REQUIRED TASKS>
(A) Decide whether each statement below agrees with the article on Singapore's cabinet reshuffle, answering yes or no and quoting the words of the article that settle it: (i) Lawrence Wong is 48 and has served as second minister for finance since 2016; (ii) Chan Chun Sing will move to lead the health ministry; (iii) the cabinet changes take effect on May 15.
(B) Take the article on Singapore's cabinet reshuffle further, writing on from after its final sentence.

DOCUMENT EXCERPT>
--- START ---

SINGAPORE -- Singaporean Prime Minister Lee Hsien Loong on Friday announced a cabinet reshuffle that will put hitherto Education Minister Lawrence Wong in charge of finance, taking over from Heng Swee Keat, who earlier this month announced a shock decision to step aside as leader-in-waiting.
Wong, 48, has also been assisting Heng as second minister for finance since 2016. "He has the experience, and is a natural fit for the job," Lee said.
What remains unclear, however, is whether Wong's appointment means he is now the next in line to lead Singapore.
This is the second time Lee has changed his ministerial lineup since his ruling People's Action Party won Singapore's general election last year. The reshuffle follows the decision by Heng two weeks ago that the next prime minister should be someone younger.
The outgoing finance minister, who turns 60 this year and remains deputy prime minister, had explained that the COVID-19 pandemic and its effects were likely to drag on, meaning he would be "close to the mid-60s when the crisis is over."
With Heng ruling himself out, a handful of younger politicians have been floated as contenders for the top post -- including Wong, who was named education minister last July. Others include Trade and Industry Minister Chan Chun Sing, who will switch to minister of education, and Ong Ye Kung, who will move from transport minister to lead the health ministry.
These and other changes are to take effect on May 15, Lee said.
Yet the succession question remains. When Heng emerged as the front-runner to take over for Lee, he had picked Chan to be his deputy.
"The Prime Minister is not giving anything away with his latest cabinet lineup," Eugene Tan, associate professor of law at Singapore Management University, told Nikkei Asia.
"The race to succeed him remains wide open, but time is of the essence," he observed.
Prime Minister Lee had previously said he did not intend to stay in office past age 70, which he will reach next year. But he changed his tune after the last election, saying he would continue to serve until the coronavirus is resolved.
At a news conference attended by Singapore media outlets on Friday, Lee said his new lineup required a "more extensive reshuffle than is usual."
"They have to get to work quickly, because although our COVID-19 situation is stabler now, we are still in the midst of a public health and economic crisis," he said.
"The reshuffle is also an opportunity for them to work together in new capacities, so that they can understand each other better, and strengthen their cohesion as a team," Lee added.
Before Lee, Singapore had two prime ministers since it gained independence in 1965: late founding father Lee Kuan Yew, Lee Hsien Loong's father, and Goh Chok Tong.

--- END ---

DATA TO EXAMINE>
--- START ---

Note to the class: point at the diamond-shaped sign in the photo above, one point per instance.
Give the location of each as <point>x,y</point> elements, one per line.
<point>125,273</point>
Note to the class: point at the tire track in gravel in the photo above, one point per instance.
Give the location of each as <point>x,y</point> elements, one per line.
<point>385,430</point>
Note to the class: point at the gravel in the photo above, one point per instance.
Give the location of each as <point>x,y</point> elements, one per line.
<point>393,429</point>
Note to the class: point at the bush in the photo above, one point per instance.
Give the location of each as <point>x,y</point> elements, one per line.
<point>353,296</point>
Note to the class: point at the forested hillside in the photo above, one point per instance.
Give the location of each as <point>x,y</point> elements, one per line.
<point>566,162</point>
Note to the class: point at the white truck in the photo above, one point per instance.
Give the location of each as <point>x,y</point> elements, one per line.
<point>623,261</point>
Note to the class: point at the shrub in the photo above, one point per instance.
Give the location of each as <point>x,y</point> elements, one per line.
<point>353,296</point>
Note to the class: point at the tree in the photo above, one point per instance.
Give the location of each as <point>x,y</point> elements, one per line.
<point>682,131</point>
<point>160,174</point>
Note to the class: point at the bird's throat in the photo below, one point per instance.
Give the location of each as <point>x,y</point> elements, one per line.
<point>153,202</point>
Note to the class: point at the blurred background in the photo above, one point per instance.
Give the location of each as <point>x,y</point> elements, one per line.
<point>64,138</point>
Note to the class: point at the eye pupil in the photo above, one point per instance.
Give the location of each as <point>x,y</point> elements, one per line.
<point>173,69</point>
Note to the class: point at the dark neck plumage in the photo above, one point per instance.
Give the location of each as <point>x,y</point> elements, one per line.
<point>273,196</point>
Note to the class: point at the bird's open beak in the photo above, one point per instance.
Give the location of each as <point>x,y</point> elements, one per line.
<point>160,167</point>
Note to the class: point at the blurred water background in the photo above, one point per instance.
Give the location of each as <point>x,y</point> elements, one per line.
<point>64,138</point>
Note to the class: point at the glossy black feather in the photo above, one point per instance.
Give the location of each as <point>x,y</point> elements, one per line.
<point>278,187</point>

--- END ---

EXERCISE RESPONSES>
(A)
(i) Yes: "Wong, 48, has also been assisting Heng as second minister for finance since 2016."
(ii) No: "Trade and Industry Minister Chan Chun Sing, who will switch to minister of education, and Ong Ye Kung, who will move from transport minister to lead the health ministry."
(iii) Yes: "These and other changes are to take effect on May 15, Lee said."

(B)
Until he took himself out of the running, Heng was considered the leader of the country's "fourth generation" or "4G" politicians, making him the heir apparent. But his health had been the subject of much discussion since he suffered a stroke in 2016, even though he recovered.
Heng's somewhat shaky performance in the election did little to quell speculation about his future. After an uneven campaign, a Heng-led team of candidates managed only a slim victory in their constituency, garnering about 53% of the votes, down from the 60.7% his party won in the previous election.
In other key movements, Gan Kim Yong will become minister for trade and industry, taking over from Chan, while relinquishing his health minister portfolio.
Taking over for Ong as transport minister will be S. Iswaran, who will also stay on as minister in charge of trade relations but will leave his post as minister of communications and information.
The communications job will go to Josephine Teo, who will cede her position as manpower minister to Dr. Tan See Leng, the second minister for manpower.
As manpower minister, Teo was in charge when COVID-19 tore through densely packed dormitories housing migrant workers last year, contributing thousands of cases to the city-state's COVID-19 count.
Singapore this week grappled with the warning signs of another dormitory outbreak, as migrant worker infections crept into the double digits for the first time in months.
Teo is one of three female ministers in Lee's cabinet -- a number that will not change with the new appointments. The others are Indranee Rajah, who remains minister in the prime minister's office, and Grace Fu, minister for sustainability and the environment.
"How well each minister does in their new portfolios will matter immensely in enabling the 4G leaders to decide who should be the first among equals," said SMU's Tan.
"PM Lee is clearly going for broadening the exposure of the front-runners, putting them in charge of key ministries in education, finance and health."